## [What you will do]
Could you return the data that follows exactly, minus the images?

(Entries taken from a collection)
Start of Block
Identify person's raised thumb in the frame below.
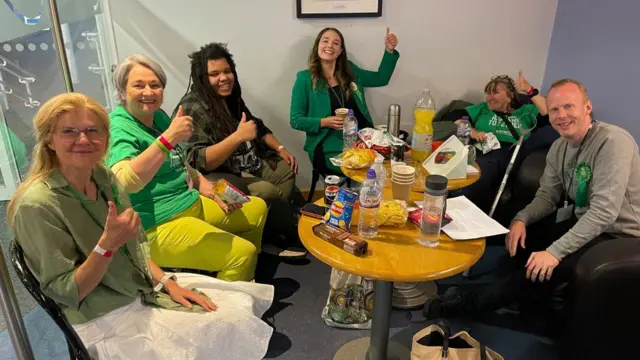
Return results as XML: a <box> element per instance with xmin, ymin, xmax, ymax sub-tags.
<box><xmin>386</xmin><ymin>26</ymin><xmax>390</xmax><ymax>37</ymax></box>
<box><xmin>518</xmin><ymin>70</ymin><xmax>524</xmax><ymax>80</ymax></box>
<box><xmin>175</xmin><ymin>105</ymin><xmax>184</xmax><ymax>118</ymax></box>
<box><xmin>240</xmin><ymin>112</ymin><xmax>247</xmax><ymax>123</ymax></box>
<box><xmin>106</xmin><ymin>201</ymin><xmax>117</xmax><ymax>222</ymax></box>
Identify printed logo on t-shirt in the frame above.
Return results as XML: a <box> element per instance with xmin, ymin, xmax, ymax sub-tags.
<box><xmin>169</xmin><ymin>143</ymin><xmax>187</xmax><ymax>170</ymax></box>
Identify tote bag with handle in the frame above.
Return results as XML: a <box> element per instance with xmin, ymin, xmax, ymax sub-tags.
<box><xmin>411</xmin><ymin>322</ymin><xmax>504</xmax><ymax>360</ymax></box>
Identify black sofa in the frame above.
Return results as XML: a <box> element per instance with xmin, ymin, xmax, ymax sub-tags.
<box><xmin>437</xmin><ymin>103</ymin><xmax>640</xmax><ymax>358</ymax></box>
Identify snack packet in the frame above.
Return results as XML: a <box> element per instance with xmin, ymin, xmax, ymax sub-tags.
<box><xmin>475</xmin><ymin>132</ymin><xmax>501</xmax><ymax>154</ymax></box>
<box><xmin>357</xmin><ymin>128</ymin><xmax>407</xmax><ymax>158</ymax></box>
<box><xmin>377</xmin><ymin>200</ymin><xmax>408</xmax><ymax>227</ymax></box>
<box><xmin>213</xmin><ymin>179</ymin><xmax>250</xmax><ymax>205</ymax></box>
<box><xmin>329</xmin><ymin>148</ymin><xmax>379</xmax><ymax>169</ymax></box>
<box><xmin>408</xmin><ymin>208</ymin><xmax>452</xmax><ymax>227</ymax></box>
<box><xmin>324</xmin><ymin>188</ymin><xmax>358</xmax><ymax>231</ymax></box>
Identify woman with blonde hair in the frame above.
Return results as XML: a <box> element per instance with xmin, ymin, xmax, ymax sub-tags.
<box><xmin>290</xmin><ymin>27</ymin><xmax>399</xmax><ymax>174</ymax></box>
<box><xmin>108</xmin><ymin>54</ymin><xmax>269</xmax><ymax>281</ymax></box>
<box><xmin>8</xmin><ymin>93</ymin><xmax>274</xmax><ymax>359</ymax></box>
End of Block
## [Response area]
Identify person's raised thumb in the frame below.
Return results as XML: a <box> element per instance with xmin, ymin, xmax, ymax sub-tags.
<box><xmin>386</xmin><ymin>26</ymin><xmax>390</xmax><ymax>37</ymax></box>
<box><xmin>518</xmin><ymin>70</ymin><xmax>524</xmax><ymax>80</ymax></box>
<box><xmin>175</xmin><ymin>105</ymin><xmax>184</xmax><ymax>118</ymax></box>
<box><xmin>240</xmin><ymin>112</ymin><xmax>247</xmax><ymax>123</ymax></box>
<box><xmin>106</xmin><ymin>201</ymin><xmax>117</xmax><ymax>222</ymax></box>
Identify printed logo on t-shirt in the frame above.
Return results as XML: a <box> element per instance with xmin, ymin, xmax, ymax sub-tags.
<box><xmin>169</xmin><ymin>143</ymin><xmax>187</xmax><ymax>170</ymax></box>
Identify tote bag with handle in the frame above.
Return results as XML: a <box> element per instance with xmin, ymin, xmax, ymax sub-tags.
<box><xmin>411</xmin><ymin>322</ymin><xmax>504</xmax><ymax>360</ymax></box>
Identify black sofa in the frame above.
Return results as XML: a <box> element per instance with xmin, ymin, xmax, ymax sub-tags.
<box><xmin>437</xmin><ymin>103</ymin><xmax>640</xmax><ymax>358</ymax></box>
Identify snack packet in the frame above.
Return results as XML: a <box> element per instance with xmin, ymin, xmax, ymax sub-tags.
<box><xmin>475</xmin><ymin>132</ymin><xmax>501</xmax><ymax>154</ymax></box>
<box><xmin>357</xmin><ymin>128</ymin><xmax>407</xmax><ymax>158</ymax></box>
<box><xmin>377</xmin><ymin>200</ymin><xmax>408</xmax><ymax>227</ymax></box>
<box><xmin>213</xmin><ymin>179</ymin><xmax>250</xmax><ymax>205</ymax></box>
<box><xmin>329</xmin><ymin>148</ymin><xmax>379</xmax><ymax>169</ymax></box>
<box><xmin>408</xmin><ymin>208</ymin><xmax>452</xmax><ymax>227</ymax></box>
<box><xmin>324</xmin><ymin>188</ymin><xmax>358</xmax><ymax>231</ymax></box>
Identify woman with blonde hair in the frame above.
Return results as XML: a <box> element per instance with xmin, ymin, xmax, ymax sub-tags.
<box><xmin>290</xmin><ymin>27</ymin><xmax>399</xmax><ymax>174</ymax></box>
<box><xmin>108</xmin><ymin>54</ymin><xmax>269</xmax><ymax>281</ymax></box>
<box><xmin>8</xmin><ymin>93</ymin><xmax>274</xmax><ymax>359</ymax></box>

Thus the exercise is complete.